START Recorded data

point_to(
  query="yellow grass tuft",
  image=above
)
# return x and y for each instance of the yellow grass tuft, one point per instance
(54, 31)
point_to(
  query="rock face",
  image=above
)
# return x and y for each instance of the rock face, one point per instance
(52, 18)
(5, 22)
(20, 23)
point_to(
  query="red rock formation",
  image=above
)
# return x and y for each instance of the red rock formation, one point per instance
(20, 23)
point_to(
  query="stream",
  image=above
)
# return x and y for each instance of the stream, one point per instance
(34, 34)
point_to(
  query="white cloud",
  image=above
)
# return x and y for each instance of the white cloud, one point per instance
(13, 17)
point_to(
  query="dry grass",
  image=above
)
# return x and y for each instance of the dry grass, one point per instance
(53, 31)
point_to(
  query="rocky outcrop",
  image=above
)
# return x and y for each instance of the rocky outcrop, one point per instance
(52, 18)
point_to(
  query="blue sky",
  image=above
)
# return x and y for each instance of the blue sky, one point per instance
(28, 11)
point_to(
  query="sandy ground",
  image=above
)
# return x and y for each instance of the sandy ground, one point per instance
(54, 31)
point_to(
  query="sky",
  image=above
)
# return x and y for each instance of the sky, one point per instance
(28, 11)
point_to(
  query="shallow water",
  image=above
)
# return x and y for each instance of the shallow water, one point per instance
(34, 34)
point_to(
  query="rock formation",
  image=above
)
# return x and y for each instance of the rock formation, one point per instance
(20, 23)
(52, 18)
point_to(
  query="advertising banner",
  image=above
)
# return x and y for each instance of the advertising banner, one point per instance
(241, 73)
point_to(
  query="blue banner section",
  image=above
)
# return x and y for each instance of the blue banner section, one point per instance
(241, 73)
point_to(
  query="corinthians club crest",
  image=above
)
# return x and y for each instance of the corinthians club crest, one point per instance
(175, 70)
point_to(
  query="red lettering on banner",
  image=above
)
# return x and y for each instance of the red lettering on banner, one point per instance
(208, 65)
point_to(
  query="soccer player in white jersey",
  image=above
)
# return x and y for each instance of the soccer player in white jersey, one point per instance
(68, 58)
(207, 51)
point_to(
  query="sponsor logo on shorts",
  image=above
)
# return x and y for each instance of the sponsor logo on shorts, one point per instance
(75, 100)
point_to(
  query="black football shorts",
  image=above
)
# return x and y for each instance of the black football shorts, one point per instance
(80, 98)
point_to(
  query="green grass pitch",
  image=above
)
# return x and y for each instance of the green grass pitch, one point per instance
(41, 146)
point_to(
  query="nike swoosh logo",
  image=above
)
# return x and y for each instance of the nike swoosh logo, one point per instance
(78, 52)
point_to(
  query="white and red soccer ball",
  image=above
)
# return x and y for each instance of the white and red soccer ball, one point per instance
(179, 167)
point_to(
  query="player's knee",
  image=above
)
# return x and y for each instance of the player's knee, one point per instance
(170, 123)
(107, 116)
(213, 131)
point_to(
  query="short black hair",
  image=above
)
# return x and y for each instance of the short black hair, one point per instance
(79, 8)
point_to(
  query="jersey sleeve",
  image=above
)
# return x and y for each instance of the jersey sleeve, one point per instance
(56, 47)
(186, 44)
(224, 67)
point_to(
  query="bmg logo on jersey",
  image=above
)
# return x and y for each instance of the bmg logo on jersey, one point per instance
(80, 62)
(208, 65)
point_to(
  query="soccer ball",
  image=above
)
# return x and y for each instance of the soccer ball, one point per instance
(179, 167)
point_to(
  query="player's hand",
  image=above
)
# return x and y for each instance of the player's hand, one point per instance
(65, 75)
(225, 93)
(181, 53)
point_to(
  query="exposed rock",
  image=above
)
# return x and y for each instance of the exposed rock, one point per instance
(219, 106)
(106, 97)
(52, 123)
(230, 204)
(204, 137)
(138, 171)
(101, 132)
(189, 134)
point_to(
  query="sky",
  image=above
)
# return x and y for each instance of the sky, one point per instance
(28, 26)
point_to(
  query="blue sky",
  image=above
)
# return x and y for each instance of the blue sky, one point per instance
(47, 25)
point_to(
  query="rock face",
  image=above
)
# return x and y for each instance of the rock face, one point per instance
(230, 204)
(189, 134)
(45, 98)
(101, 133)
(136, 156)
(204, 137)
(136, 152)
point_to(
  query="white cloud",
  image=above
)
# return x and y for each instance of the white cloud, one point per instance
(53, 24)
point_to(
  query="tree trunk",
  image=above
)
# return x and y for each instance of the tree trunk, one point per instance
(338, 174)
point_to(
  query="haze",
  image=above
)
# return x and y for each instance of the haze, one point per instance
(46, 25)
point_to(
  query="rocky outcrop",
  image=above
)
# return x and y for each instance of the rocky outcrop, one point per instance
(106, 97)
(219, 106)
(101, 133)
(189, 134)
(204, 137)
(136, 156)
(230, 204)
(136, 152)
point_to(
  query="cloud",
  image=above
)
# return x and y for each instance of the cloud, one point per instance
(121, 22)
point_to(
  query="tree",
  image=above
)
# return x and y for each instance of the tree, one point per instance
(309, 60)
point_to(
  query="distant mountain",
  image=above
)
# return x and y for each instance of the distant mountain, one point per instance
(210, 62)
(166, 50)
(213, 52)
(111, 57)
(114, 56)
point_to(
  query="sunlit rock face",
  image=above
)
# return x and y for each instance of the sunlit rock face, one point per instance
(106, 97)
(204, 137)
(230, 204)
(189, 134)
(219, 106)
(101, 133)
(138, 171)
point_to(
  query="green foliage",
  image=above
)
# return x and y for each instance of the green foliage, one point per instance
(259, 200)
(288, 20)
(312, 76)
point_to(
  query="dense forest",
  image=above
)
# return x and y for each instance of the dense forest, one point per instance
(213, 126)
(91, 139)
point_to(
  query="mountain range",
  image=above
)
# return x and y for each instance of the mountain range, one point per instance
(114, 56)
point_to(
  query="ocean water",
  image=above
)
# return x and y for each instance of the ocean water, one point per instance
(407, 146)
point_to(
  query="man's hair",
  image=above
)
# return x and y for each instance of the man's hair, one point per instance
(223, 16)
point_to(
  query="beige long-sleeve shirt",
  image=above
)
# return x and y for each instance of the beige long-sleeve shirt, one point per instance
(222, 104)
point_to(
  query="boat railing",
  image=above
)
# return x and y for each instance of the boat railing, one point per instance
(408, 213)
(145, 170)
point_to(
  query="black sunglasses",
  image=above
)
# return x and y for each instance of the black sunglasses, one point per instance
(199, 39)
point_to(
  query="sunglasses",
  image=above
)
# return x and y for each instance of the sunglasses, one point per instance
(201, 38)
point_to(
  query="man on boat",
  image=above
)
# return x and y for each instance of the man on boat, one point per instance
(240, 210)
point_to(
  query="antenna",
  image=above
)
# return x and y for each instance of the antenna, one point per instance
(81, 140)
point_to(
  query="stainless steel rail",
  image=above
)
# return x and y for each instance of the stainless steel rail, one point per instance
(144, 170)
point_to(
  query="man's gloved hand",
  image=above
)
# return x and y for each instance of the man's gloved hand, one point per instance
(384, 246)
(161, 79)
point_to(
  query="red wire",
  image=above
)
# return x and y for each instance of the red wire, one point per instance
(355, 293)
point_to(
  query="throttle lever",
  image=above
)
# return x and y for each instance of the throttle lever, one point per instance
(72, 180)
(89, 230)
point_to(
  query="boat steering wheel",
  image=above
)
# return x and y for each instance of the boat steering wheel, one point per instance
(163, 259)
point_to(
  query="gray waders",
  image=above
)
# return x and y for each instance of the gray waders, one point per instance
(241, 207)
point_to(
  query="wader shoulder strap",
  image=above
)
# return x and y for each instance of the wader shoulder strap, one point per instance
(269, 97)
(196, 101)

END Recorded data

Task brief
Transcribe each record exactly. Leave nothing out.

Answer in full
point_to(
  query="yellow grass tuft",
  image=above
)
# return x and y for each instance of the yellow grass tuft, one point per instance
(54, 31)
point_to(
  query="rock face",
  image=above
)
# return x and y for each instance of the rock face, one point per instance
(52, 18)
(5, 22)
(20, 23)
point_to(
  query="red rock formation",
  image=above
)
# return x and y for each instance of the red rock formation, one point per instance
(20, 23)
point_to(
  query="stream",
  image=above
)
# return x and y for each instance of the stream, one point per instance
(34, 34)
point_to(
  query="white cloud",
  image=above
)
# return x and y for each instance of the white cloud, one point per instance
(13, 17)
point_to(
  query="dry grass",
  image=above
)
# return x and y for each instance of the dry grass, one point per instance
(53, 31)
point_to(
  query="rocky outcrop",
  image=above
)
# return x and y for each instance of the rocky outcrop, one point per instance
(52, 18)
point_to(
  query="blue sky",
  image=above
)
# return x and y for each instance of the blue sky, one point per instance
(28, 11)
point_to(
  query="sandy ground",
  image=above
)
# return x and y for each instance of the sandy ground, one point per instance
(54, 31)
point_to(
  query="sky",
  image=above
)
# return x and y for each instance of the sky, one point per instance
(28, 11)
point_to(
  query="shallow water",
  image=above
)
# return x and y for each instance of the shallow water, one point per instance
(34, 34)
point_to(
  query="rock formation",
  image=above
)
# return x and y for each instance of the rock formation, one point per instance
(20, 23)
(52, 18)
point_to(
  query="advertising banner",
  image=above
)
# return x and y for each instance of the advertising banner, one point per instance
(241, 73)
point_to(
  query="blue banner section",
  image=above
)
# return x and y for each instance of the blue banner section, one point per instance
(241, 73)
point_to(
  query="corinthians club crest",
  image=above
)
# return x and y for each instance of the corinthians club crest, one point per instance
(175, 70)
point_to(
  query="red lettering on banner",
  image=above
)
# return x and y for each instance of the red lettering on banner, one point per instance
(208, 65)
point_to(
  query="soccer player in white jersey",
  image=above
)
# return x and y for each instance of the soccer player in white jersey, one point per instance
(68, 58)
(207, 51)
point_to(
  query="sponsor logo on shorts",
  image=above
)
# return x and y for each instance of the sponsor logo on shorts, one point per instance
(75, 100)
point_to(
  query="black football shorts",
  image=above
)
# return x and y for each instance of the black football shorts, one point per instance
(80, 98)
point_to(
  query="green grass pitch",
  image=above
)
# return x and y for each instance of the green grass pitch, one point per instance
(41, 146)
point_to(
  query="nike swoosh logo",
  image=above
)
# return x and y for each instance of the nike swoosh logo, one point per instance
(78, 52)
point_to(
  query="white and red soccer ball",
  image=above
)
# return x and y for each instance of the white and red soccer ball, one point per instance
(179, 167)
point_to(
  query="player's knee",
  image=above
)
# return x and y for each instance of the player's knee, one point per instance
(170, 123)
(107, 116)
(213, 131)
point_to(
  query="short black hair",
  image=above
)
# return x and y for each instance of the short black hair, one point per instance
(79, 8)
point_to(
  query="jersey sleeve",
  image=above
)
# return x and y for each instance of the jersey sleeve, one point per instance
(56, 47)
(186, 44)
(224, 67)
point_to(
  query="bmg logo on jersey",
  image=above
)
# return x and y for each instance of the bmg logo on jersey, one point per instance
(80, 62)
(208, 65)
point_to(
  query="soccer ball",
  image=above
)
# return x and y for each instance of the soccer ball, one point per instance
(179, 167)
point_to(
  query="player's hand",
  image=above
)
# return x and y for each instance of the player's hand, one point per instance
(65, 75)
(225, 93)
(181, 53)
point_to(
  query="exposed rock",
  image=above
)
# return x and y for each instance of the exposed rock, one point per instance
(219, 106)
(106, 97)
(52, 123)
(230, 204)
(204, 137)
(138, 171)
(101, 132)
(189, 134)
point_to(
  query="sky",
  image=above
)
# return x and y for each instance of the sky, one point per instance
(28, 26)
point_to(
  query="blue sky",
  image=above
)
# return x and y for each instance of the blue sky, one point per instance
(47, 25)
point_to(
  query="rock face",
  image=above
)
# return x and y for each instance of the rock face, one point per instance
(230, 204)
(189, 134)
(45, 98)
(101, 133)
(136, 156)
(204, 137)
(136, 152)
point_to(
  query="white cloud",
  image=above
)
# return x and y for each instance of the white cloud, one point per instance
(53, 24)
point_to(
  query="tree trunk",
  image=above
)
# return x and y for each instance of the tree trunk, one point per instance
(338, 174)
point_to(
  query="haze",
  image=above
)
# return x and y for each instance of the haze, one point per instance
(46, 25)
point_to(
  query="rocky outcrop",
  image=above
)
# return x and y for each instance of the rocky outcrop, one point per instance
(106, 97)
(219, 106)
(101, 133)
(189, 134)
(204, 137)
(136, 156)
(230, 204)
(136, 152)
point_to(
  query="cloud",
  image=above
)
# return x and y for each instance of the cloud, one point per instance
(121, 22)
point_to(
  query="tree",
  image=above
)
# return x and y for each instance of the tree, one point per instance
(309, 60)
point_to(
  query="distant mountain",
  image=above
)
# return x and y for each instance of the distant mountain, one point per instance
(210, 62)
(166, 50)
(213, 52)
(111, 57)
(114, 56)
point_to(
  query="sunlit rock face",
  image=above
)
# return x and y for each instance of the sunlit rock face, one point per instance
(106, 97)
(204, 137)
(230, 204)
(189, 134)
(219, 106)
(101, 133)
(138, 171)
point_to(
  query="green foliage",
  image=above
)
# return x and y for each instance of the green foliage, one point per instance
(259, 200)
(288, 20)
(312, 76)
point_to(
  query="dense forest",
  image=above
)
# return x and y for each instance of the dense forest, one point per instance
(213, 126)
(91, 139)
point_to(
  query="mountain range",
  image=above
)
# return x and y for each instance of the mountain range, one point per instance
(114, 56)
point_to(
  query="ocean water",
  image=above
)
# return x and y for each instance of the ocean water, one point per instance
(407, 146)
point_to(
  query="man's hair",
  image=above
)
# return x and y for each instance of the man's hair, one point per instance
(223, 16)
point_to(
  query="beige long-sleeve shirt",
  image=above
)
# return x and y for each instance of the beige long-sleeve shirt, one point per instance
(222, 104)
point_to(
  query="boat railing",
  image=above
)
# return x and y for each instance of the boat railing, one point per instance
(408, 213)
(145, 170)
point_to(
  query="black sunglasses",
  image=above
)
# return x and y for each instance of the black sunglasses, one point per instance
(199, 39)
point_to(
  query="sunglasses",
  image=above
)
# return x and y for each instance of the sunglasses, one point per instance
(201, 38)
point_to(
  query="man on boat",
  image=above
)
# return x and y for each instance of the man on boat, one point per instance
(240, 210)
point_to(
  query="antenna",
  image=above
)
# return x and y for each instance of the antenna, one point per instance
(81, 140)
point_to(
  query="stainless steel rail",
  image=above
)
# return x and y for each instance of the stainless steel rail, one point per instance
(144, 170)
point_to(
  query="man's gloved hand",
  image=above
)
# return x and y for each instance of the man's gloved hand, one point per instance
(384, 246)
(161, 79)
point_to(
  query="red wire",
  image=above
)
# return x and y for each instance of the red wire, one point per instance
(355, 293)
point_to(
  query="throttle lever",
  image=above
)
# return x and y for each instance of the throttle lever, one point per instance
(72, 180)
(89, 230)
point_to(
  query="boat steering wheel",
  image=above
)
# return x and y for each instance of the boat steering wheel, one point per instance
(163, 259)
point_to(
  query="gray waders",
  image=above
)
# return x and y for each instance of the gray waders, one point per instance
(241, 207)
point_to(
  query="wader shoulder strap",
  image=above
)
# return x and y for each instance of the wader shoulder strap, one point per instance
(269, 97)
(196, 101)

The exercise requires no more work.